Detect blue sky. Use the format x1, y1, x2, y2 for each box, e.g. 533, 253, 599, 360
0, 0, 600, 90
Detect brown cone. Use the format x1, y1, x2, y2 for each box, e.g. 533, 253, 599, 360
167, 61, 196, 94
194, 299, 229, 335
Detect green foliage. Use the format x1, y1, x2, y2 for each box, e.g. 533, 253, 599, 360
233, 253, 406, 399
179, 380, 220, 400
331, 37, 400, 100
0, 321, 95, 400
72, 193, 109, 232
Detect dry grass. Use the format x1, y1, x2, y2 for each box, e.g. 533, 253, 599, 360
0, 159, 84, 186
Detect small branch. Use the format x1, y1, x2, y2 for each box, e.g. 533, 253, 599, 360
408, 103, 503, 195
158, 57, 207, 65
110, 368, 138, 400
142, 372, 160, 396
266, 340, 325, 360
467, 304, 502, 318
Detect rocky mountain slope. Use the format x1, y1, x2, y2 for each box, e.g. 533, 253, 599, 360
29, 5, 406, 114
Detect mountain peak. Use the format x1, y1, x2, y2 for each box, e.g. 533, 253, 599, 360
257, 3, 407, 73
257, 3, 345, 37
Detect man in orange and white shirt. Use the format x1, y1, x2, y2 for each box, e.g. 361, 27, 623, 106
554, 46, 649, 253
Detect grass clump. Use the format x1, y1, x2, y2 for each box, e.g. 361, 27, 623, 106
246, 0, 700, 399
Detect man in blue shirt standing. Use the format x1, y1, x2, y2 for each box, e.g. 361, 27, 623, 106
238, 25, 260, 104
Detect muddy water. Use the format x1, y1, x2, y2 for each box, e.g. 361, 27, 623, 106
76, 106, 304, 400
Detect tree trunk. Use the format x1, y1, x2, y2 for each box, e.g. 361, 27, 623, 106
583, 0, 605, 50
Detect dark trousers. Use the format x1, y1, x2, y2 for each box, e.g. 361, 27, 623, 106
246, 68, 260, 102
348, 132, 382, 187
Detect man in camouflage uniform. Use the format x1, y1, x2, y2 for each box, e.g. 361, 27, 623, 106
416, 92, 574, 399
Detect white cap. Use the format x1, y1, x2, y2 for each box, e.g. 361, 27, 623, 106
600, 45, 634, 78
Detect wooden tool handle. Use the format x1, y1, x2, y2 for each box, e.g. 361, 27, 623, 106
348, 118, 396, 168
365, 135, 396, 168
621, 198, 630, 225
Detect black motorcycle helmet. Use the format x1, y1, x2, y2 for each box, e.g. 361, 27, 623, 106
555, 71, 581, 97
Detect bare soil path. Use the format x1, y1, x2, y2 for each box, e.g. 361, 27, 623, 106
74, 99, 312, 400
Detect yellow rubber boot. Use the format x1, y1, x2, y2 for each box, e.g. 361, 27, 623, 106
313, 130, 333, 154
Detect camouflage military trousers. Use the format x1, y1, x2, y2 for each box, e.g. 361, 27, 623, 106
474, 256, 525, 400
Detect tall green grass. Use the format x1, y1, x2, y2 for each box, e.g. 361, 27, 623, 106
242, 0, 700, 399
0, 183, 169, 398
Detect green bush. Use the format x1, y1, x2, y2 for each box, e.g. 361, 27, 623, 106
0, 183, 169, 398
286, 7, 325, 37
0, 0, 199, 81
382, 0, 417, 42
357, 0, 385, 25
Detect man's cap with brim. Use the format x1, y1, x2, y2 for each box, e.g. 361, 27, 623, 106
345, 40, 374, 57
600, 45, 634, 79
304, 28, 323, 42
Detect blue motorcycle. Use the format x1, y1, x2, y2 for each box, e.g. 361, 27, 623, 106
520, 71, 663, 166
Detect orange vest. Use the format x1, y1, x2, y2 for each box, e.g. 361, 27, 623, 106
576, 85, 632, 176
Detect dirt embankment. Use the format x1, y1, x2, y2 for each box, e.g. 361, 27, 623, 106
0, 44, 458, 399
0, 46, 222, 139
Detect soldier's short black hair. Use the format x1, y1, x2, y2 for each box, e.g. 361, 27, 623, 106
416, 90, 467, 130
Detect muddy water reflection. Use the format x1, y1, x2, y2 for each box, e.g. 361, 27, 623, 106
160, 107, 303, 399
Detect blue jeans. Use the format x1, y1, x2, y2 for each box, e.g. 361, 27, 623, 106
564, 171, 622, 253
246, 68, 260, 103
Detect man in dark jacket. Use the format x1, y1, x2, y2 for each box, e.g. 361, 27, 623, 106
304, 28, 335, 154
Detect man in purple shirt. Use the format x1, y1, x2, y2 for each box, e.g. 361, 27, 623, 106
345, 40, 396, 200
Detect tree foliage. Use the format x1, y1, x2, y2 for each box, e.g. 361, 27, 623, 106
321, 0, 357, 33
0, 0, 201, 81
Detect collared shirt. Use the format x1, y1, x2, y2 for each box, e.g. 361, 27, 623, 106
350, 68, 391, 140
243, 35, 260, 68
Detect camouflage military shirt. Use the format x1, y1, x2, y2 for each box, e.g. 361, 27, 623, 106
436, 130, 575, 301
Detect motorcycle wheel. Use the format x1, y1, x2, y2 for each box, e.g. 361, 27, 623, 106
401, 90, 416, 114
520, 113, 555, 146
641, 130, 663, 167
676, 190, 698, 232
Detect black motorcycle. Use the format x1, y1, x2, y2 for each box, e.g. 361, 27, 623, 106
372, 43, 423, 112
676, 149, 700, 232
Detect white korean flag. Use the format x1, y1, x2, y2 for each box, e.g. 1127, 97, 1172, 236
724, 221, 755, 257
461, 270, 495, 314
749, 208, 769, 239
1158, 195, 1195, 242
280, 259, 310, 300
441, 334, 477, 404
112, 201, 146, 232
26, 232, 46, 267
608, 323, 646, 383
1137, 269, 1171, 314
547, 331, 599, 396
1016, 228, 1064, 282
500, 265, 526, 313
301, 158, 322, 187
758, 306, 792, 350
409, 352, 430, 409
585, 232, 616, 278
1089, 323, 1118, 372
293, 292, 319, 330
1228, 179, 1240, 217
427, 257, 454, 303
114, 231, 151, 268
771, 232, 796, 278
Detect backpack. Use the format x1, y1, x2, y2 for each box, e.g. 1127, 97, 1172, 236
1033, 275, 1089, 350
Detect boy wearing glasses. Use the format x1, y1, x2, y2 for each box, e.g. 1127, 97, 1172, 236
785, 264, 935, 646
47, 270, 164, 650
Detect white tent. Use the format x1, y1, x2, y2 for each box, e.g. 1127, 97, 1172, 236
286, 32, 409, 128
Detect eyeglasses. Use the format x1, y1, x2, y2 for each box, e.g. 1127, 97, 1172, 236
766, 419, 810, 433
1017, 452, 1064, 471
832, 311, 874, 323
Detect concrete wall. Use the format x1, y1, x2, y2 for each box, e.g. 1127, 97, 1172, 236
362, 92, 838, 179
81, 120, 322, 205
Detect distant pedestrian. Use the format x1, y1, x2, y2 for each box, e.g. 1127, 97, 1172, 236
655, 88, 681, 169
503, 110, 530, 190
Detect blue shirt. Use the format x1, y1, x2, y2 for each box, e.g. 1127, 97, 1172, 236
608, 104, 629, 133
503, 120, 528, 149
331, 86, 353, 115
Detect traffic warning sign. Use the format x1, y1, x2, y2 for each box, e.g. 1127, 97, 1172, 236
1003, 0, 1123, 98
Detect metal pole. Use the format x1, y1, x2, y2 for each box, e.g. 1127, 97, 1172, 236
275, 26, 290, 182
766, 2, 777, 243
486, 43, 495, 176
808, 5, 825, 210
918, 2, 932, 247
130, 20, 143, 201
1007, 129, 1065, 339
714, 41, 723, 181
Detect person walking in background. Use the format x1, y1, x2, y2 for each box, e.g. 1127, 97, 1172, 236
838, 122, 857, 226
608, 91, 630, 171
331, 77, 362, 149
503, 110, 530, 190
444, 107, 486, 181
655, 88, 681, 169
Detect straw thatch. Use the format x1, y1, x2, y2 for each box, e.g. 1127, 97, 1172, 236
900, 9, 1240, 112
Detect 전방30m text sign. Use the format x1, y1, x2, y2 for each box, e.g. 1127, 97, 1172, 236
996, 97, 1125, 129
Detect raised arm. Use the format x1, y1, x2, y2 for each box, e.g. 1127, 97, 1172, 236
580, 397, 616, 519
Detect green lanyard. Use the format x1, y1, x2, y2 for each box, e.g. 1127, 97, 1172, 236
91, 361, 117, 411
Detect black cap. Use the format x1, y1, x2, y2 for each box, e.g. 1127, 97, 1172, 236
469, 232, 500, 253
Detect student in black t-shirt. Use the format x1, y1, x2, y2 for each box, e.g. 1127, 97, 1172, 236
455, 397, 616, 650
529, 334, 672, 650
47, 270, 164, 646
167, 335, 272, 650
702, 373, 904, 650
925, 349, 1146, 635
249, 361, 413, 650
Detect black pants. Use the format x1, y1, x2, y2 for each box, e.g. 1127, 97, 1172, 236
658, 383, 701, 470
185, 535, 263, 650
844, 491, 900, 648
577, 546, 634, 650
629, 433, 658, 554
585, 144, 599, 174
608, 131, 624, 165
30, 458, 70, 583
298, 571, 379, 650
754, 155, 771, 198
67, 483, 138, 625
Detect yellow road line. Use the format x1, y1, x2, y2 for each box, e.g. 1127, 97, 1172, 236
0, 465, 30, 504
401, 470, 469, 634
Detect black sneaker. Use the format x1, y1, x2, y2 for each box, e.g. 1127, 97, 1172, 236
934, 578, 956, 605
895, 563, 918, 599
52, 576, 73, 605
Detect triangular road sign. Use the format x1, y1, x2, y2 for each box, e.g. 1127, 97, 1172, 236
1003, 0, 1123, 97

# # # # # # #

_Requirements_. Please reproduce the rows above word for word, starting at the one that contains "Detect collared shirt." and ending at the one that contains "676, 149, 700, 232", with both of those included.

_Answer below_.
Detect collared shirt. Use the format x1, y1, x2, y2 for each box, e.g. 361, 27, 623, 106
350, 68, 391, 140
243, 35, 260, 68
Detect camouflage military shirt. Use the format x1, y1, x2, y2 for each box, e.g. 361, 27, 623, 106
436, 130, 575, 301
Detect motorcycle wheel. Use the format x1, y1, x2, y2 for each box, e.g. 361, 27, 623, 106
401, 90, 416, 114
520, 113, 555, 146
641, 130, 663, 167
676, 190, 698, 232
Detect black motorcycle. Use the format x1, y1, x2, y2 for each box, e.g. 361, 27, 623, 106
372, 43, 423, 112
676, 149, 700, 232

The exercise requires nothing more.